Report each line of the data below that contains the word "child" and copy every such line in full. Matches are case-sensitive.

(Entries drawn from a dataset)
• • • •

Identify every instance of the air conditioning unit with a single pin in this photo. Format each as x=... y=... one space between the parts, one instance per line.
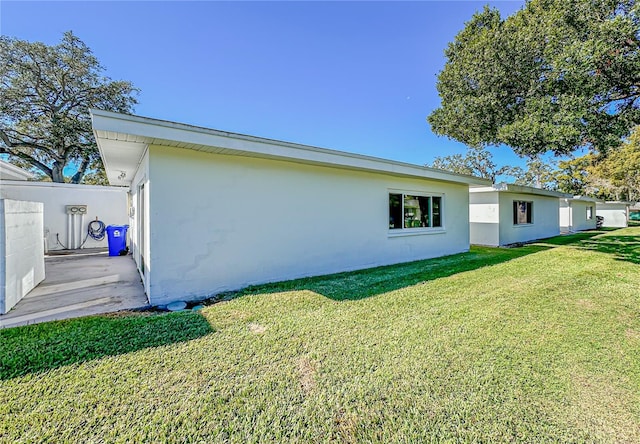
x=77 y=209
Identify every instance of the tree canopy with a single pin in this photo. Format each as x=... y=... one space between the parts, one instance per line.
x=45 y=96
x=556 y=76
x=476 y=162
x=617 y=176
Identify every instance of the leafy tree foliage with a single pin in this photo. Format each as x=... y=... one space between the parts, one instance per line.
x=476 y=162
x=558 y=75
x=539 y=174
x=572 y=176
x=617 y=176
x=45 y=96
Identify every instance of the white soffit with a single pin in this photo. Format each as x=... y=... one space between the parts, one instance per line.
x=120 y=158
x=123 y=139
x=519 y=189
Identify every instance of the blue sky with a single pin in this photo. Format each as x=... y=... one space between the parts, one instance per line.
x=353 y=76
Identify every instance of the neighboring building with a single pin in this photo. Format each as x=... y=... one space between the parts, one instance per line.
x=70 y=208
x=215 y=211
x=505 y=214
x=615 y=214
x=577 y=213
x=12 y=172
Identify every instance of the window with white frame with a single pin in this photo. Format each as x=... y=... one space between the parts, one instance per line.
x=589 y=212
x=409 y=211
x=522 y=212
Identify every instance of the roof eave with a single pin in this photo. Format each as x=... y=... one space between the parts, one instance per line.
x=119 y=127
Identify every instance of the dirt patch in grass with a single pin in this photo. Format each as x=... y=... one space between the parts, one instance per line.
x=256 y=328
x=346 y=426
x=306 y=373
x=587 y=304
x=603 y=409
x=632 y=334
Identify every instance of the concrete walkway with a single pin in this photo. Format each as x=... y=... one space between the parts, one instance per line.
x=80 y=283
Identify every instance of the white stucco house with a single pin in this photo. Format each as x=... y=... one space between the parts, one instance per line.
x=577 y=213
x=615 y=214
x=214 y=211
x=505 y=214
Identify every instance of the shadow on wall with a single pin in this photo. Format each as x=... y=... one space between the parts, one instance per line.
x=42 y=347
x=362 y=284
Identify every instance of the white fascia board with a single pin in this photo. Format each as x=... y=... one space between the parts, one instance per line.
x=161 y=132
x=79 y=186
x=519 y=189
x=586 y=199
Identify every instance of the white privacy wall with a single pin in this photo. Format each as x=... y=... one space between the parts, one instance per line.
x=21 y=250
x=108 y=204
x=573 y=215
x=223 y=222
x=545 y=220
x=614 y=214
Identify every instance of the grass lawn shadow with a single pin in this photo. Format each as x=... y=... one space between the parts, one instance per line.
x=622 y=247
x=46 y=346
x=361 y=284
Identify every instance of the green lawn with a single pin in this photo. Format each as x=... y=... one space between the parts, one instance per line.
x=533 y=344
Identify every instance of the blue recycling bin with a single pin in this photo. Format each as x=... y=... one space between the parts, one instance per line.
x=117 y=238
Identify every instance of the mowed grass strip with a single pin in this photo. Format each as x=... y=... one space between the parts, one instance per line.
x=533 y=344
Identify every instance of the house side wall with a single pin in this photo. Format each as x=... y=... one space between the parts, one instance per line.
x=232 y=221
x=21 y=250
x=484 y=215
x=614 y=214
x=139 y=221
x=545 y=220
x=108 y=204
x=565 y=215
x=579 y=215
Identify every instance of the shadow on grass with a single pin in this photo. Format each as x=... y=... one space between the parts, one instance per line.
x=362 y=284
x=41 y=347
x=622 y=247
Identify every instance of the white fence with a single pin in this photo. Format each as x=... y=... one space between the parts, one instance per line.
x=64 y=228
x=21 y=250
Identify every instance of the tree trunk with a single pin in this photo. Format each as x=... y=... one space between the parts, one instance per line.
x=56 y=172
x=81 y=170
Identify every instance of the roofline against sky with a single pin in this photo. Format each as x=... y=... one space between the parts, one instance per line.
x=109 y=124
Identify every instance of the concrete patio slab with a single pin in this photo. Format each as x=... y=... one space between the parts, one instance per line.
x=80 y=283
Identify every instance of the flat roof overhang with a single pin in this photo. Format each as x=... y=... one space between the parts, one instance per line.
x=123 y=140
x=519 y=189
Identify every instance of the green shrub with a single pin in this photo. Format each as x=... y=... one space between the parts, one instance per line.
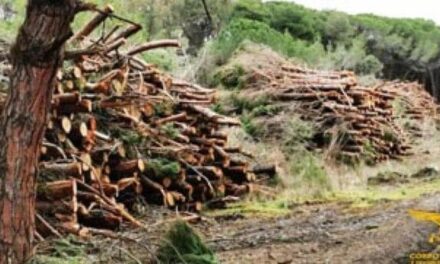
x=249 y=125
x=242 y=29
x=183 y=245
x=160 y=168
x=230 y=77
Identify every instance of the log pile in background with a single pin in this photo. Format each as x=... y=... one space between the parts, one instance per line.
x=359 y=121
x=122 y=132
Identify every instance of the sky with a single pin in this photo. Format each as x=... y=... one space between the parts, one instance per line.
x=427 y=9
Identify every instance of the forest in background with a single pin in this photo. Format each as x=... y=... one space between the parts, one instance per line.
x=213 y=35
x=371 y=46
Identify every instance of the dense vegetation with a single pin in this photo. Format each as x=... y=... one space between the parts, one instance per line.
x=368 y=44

• • • •

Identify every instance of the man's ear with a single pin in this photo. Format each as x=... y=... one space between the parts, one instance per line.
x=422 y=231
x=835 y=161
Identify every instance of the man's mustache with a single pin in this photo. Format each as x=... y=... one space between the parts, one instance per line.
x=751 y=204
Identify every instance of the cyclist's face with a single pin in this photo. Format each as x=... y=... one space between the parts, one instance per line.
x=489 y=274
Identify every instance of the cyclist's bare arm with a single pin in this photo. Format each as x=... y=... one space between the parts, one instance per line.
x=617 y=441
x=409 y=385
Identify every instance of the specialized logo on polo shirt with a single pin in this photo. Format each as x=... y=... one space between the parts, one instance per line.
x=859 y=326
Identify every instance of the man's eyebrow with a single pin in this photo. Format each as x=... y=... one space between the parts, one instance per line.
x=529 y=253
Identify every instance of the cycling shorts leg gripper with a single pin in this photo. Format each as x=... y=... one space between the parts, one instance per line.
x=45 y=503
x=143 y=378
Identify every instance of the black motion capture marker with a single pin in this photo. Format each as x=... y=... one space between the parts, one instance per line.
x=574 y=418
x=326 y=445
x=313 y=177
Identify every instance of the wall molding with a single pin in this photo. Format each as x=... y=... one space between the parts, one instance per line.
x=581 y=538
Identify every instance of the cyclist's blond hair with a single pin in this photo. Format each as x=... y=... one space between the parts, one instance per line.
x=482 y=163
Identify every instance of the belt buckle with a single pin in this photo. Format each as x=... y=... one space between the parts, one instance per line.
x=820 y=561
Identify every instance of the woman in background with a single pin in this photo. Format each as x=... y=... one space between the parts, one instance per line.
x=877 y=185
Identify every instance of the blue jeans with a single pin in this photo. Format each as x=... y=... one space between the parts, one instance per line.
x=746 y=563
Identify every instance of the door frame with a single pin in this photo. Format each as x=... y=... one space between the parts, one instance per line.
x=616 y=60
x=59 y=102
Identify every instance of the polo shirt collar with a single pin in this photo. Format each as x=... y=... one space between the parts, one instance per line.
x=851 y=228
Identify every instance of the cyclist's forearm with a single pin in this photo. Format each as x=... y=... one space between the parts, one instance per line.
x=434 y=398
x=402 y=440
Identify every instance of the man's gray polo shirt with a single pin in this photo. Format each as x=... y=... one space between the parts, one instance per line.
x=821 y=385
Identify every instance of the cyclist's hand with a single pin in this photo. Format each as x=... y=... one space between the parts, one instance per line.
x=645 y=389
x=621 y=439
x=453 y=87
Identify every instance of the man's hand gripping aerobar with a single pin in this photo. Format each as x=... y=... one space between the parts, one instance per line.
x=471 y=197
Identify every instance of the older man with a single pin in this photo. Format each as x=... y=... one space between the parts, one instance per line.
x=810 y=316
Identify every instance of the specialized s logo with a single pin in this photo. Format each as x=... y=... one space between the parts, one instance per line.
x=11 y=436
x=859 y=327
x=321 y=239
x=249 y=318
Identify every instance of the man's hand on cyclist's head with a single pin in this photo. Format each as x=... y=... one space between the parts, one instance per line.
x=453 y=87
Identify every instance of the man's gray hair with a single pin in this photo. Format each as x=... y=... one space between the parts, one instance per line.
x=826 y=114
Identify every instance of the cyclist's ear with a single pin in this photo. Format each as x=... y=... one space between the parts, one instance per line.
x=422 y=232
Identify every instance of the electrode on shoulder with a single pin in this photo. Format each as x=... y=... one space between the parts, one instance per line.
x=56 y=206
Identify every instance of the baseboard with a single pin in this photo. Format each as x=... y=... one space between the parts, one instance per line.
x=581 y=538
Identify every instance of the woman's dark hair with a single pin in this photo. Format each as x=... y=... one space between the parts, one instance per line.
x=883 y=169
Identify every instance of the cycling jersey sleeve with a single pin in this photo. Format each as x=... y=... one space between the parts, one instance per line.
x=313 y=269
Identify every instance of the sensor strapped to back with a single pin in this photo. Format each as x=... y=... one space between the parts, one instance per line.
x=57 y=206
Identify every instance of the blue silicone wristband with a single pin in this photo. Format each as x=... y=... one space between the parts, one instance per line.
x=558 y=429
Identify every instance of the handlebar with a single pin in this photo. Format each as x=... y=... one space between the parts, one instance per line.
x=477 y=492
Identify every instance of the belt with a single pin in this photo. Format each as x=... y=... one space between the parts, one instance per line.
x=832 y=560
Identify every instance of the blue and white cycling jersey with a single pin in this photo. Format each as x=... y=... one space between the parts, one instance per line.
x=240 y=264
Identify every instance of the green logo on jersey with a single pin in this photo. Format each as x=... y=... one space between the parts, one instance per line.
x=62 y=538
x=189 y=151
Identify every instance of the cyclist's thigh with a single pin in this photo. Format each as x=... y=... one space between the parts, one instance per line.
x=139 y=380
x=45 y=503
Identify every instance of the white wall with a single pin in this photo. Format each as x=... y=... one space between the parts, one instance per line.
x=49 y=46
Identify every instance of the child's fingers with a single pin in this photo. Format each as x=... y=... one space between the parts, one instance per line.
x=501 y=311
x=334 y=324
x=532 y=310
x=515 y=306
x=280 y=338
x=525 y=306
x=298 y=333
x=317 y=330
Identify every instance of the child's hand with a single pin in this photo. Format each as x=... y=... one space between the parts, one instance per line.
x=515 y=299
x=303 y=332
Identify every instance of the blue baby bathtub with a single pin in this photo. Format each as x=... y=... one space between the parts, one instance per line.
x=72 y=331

• • • •

* Answer to the exercise:
Identify every instance of the child's fingers with a single pin in this photo. Format each as x=... y=... one space between the parts, one instance per line.
Identify every instance of the child's hand with a single pin in this photo. Format each as x=... y=... one space between the parts, one instance per line.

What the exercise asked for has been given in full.